REQUIRED WORK:
Reproduce, word for word, every line starting at the line that contains "of the spruce" and ending with the final line of the entries.
──────── PROVIDED DATA
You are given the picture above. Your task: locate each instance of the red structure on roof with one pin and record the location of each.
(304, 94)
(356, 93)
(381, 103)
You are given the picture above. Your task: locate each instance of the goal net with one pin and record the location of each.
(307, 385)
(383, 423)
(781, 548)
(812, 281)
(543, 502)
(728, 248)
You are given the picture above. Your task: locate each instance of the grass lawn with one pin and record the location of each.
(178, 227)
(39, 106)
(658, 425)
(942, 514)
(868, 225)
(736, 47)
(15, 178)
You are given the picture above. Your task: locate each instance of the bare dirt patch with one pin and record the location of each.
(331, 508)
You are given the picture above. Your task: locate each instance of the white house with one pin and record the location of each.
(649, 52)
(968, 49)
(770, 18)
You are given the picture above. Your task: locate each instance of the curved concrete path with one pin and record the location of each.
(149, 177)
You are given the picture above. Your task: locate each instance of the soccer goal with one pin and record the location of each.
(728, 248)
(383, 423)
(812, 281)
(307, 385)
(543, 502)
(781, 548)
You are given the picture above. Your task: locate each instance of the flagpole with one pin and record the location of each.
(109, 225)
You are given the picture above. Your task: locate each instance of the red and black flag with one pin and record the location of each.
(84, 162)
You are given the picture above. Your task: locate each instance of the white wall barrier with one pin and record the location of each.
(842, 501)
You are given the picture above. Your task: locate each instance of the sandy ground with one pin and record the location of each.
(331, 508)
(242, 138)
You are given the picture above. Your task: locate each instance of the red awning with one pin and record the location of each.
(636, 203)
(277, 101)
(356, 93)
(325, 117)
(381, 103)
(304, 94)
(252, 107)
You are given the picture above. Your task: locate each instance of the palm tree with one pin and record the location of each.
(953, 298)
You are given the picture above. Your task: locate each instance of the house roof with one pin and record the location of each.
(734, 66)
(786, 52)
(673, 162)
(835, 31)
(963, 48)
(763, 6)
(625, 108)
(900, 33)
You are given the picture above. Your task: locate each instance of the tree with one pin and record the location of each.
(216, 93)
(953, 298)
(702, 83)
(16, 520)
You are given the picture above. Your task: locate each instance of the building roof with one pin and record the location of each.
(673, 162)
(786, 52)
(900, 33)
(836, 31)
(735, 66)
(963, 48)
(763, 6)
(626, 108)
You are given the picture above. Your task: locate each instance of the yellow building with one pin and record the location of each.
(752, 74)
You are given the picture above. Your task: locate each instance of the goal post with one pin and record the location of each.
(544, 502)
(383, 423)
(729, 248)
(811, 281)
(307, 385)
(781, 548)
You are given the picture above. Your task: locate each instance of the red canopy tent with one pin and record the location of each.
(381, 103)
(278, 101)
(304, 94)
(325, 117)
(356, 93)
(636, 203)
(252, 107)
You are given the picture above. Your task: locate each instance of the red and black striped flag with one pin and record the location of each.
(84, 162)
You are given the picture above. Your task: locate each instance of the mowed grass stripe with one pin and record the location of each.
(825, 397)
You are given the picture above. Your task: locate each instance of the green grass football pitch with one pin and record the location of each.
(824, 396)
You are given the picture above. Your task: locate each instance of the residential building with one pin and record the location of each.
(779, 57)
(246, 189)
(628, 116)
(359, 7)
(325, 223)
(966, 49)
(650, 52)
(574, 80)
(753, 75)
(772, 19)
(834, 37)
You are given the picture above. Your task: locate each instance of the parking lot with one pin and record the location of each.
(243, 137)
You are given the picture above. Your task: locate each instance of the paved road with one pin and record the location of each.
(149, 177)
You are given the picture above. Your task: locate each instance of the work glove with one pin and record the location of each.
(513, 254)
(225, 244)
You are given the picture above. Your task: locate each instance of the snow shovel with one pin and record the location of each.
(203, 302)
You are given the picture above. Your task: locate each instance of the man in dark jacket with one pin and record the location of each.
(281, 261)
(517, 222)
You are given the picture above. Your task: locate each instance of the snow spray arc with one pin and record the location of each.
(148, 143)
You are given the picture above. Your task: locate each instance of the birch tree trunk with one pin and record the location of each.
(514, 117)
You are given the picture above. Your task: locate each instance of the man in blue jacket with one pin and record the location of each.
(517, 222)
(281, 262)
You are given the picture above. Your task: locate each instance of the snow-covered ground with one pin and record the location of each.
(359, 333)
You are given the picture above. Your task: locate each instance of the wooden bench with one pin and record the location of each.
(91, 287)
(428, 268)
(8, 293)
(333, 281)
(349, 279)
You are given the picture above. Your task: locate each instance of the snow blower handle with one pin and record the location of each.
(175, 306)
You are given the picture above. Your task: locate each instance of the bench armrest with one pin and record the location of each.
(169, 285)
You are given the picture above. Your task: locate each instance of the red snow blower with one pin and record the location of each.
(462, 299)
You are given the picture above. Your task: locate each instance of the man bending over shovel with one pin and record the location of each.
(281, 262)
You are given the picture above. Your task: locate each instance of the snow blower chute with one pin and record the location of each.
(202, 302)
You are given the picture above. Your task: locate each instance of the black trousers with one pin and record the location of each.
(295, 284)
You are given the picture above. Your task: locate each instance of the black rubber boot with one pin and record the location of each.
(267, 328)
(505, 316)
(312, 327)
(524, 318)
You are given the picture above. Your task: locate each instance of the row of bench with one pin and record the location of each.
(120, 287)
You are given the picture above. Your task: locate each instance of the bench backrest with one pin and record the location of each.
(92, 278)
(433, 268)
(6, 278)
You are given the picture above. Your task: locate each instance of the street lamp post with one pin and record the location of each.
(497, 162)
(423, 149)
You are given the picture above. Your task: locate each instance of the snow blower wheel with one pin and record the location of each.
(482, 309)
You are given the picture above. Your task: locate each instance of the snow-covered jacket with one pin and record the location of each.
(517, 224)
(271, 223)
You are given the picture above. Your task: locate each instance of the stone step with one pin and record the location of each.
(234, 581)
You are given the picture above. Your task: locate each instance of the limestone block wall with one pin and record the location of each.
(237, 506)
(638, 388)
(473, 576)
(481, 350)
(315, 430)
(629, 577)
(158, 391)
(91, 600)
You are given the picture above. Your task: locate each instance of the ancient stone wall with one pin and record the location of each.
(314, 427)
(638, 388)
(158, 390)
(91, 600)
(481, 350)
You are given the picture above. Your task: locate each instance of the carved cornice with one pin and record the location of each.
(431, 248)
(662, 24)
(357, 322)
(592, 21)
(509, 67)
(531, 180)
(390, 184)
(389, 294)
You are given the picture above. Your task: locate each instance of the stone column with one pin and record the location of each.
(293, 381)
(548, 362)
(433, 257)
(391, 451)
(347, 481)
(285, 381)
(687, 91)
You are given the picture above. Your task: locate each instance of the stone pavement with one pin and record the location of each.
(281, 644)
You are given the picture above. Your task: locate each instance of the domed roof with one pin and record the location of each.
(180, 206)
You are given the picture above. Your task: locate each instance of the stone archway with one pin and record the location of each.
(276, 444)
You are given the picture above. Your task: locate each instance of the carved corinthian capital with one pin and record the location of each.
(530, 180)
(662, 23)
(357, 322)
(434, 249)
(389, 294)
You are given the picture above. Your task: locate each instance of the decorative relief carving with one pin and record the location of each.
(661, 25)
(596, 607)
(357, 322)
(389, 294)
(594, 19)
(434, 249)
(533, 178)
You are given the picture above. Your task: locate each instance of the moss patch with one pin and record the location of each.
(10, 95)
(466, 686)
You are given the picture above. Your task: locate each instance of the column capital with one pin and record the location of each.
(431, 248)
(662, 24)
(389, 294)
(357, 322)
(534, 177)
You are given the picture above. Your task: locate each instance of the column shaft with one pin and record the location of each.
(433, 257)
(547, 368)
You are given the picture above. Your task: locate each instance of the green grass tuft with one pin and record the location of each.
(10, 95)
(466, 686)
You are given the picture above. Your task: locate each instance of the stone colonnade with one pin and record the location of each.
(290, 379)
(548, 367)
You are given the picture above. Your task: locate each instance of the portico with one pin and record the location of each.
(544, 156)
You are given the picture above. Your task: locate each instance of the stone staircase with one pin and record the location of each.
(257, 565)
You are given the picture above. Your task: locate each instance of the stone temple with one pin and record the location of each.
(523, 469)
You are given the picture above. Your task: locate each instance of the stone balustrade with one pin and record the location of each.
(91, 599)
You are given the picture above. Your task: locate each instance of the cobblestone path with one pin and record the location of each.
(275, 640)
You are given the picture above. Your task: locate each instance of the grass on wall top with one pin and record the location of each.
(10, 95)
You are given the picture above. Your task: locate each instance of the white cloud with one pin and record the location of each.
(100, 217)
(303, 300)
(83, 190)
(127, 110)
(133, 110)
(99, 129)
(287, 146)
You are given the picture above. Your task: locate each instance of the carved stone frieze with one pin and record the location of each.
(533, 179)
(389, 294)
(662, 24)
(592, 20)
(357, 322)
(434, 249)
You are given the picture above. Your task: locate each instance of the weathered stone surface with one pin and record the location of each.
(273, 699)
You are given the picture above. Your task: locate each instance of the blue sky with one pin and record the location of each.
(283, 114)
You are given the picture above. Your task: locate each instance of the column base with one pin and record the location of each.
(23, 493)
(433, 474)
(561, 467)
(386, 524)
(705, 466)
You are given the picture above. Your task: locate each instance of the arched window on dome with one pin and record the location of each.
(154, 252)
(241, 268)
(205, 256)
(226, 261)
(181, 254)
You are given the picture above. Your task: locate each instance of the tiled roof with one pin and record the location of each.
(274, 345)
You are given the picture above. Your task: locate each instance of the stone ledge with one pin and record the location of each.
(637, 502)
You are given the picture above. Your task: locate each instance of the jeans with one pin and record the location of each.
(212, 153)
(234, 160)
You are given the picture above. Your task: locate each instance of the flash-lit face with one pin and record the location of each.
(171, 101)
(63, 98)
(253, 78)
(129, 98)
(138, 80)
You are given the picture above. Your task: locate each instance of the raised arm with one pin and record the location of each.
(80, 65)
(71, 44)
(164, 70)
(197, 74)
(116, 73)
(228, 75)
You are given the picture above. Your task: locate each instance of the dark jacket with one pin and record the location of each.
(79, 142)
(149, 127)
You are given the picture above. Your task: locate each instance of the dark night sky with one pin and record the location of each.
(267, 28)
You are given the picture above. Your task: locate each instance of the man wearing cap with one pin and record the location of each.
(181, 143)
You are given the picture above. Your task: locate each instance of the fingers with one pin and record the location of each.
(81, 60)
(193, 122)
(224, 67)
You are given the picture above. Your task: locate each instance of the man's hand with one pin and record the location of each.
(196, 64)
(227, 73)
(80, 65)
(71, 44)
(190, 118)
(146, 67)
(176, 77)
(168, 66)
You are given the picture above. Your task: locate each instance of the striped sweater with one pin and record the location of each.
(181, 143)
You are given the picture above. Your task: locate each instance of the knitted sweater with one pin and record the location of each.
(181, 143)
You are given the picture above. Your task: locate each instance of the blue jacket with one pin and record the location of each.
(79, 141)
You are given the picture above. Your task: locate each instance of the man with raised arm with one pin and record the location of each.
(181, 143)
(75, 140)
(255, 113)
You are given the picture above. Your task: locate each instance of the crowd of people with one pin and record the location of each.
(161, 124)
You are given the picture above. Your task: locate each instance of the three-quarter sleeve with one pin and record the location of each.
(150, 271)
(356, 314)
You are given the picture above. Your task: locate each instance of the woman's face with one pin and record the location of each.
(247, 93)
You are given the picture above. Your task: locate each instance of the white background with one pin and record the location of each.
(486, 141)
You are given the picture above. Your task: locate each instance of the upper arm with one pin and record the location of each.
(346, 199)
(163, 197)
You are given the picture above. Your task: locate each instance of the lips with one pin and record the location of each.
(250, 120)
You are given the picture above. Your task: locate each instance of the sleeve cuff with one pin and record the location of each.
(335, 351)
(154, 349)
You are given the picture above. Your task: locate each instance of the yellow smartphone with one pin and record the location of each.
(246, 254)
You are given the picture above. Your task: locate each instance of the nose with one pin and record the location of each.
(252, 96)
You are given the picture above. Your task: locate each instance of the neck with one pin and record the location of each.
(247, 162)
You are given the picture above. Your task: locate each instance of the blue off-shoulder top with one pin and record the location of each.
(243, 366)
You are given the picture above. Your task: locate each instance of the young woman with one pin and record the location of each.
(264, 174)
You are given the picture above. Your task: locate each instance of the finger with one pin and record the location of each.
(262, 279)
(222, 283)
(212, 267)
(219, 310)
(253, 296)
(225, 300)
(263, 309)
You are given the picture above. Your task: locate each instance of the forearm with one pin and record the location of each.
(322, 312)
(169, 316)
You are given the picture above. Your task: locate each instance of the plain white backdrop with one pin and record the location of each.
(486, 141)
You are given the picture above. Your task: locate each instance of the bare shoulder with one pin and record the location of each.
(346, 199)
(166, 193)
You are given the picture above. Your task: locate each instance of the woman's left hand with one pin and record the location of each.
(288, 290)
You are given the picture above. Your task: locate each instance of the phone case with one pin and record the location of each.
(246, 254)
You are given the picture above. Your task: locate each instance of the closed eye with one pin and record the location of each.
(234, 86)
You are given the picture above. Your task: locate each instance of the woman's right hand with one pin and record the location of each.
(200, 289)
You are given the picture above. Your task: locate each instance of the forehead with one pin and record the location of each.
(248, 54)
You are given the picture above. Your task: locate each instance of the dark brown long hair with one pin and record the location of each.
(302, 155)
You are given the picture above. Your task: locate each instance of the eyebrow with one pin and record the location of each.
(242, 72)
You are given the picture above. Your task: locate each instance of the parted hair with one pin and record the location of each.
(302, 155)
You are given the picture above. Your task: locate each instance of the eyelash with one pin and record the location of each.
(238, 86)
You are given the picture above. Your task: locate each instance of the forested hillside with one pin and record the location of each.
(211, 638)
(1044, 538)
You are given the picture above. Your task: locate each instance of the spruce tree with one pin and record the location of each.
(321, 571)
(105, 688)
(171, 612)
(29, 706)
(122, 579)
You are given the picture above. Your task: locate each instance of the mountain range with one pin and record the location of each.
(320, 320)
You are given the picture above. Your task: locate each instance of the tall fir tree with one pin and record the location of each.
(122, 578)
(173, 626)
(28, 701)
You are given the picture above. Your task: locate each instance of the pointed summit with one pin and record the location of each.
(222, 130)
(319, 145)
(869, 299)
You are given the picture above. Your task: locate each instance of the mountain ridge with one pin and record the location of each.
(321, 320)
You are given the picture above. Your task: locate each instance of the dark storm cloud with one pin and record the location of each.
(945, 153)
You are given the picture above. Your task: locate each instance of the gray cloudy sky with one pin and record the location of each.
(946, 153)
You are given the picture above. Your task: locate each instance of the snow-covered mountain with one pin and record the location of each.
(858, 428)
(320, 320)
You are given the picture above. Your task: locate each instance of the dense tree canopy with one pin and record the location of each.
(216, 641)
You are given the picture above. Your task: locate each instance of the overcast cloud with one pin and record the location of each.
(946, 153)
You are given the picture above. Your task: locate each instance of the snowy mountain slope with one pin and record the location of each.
────────────────
RESPONSE TO THE TASK:
You are given the picture above. Your task: locate each instance of the spruce tree with one pin and record the location of each.
(321, 571)
(105, 688)
(171, 612)
(29, 706)
(122, 579)
You are given the picture above. Your task: locate each instance of the mountain range with one pin and record the location of each.
(320, 320)
You are given the picture above. Your task: locate each instance of the tall fir tree with one pin and record the location of each.
(122, 578)
(173, 626)
(28, 701)
You are given the picture above. Your task: locate each instance of the pointed summit with one pin and record the location of each.
(222, 130)
(319, 145)
(869, 299)
You are given the picture above. Your task: locate each instance of the mountain ridge with one pin and record the location of each.
(321, 320)
You are given the picture above. Your task: locate each instance of the dark storm cloud with one pin and record the location of each.
(945, 153)
You are given the picture above. Your task: locate each instance of the gray cloudy sky with one pin and record the location of each.
(946, 153)
You are given the picture above. Your task: locate each instance of the snow-covered mountain with one pin and record the location of each.
(858, 428)
(320, 320)
You are given the picture above. Your task: locate each instance of the dense tree canopy with one pin and record the location of each.
(216, 641)
You are given the picture above. Your task: locate each instance of the overcast cloud with one pin and record the location of each.
(946, 153)
You are given the picture above. Your task: locate each instance of the snowy mountain slope with one pin and record the location of each.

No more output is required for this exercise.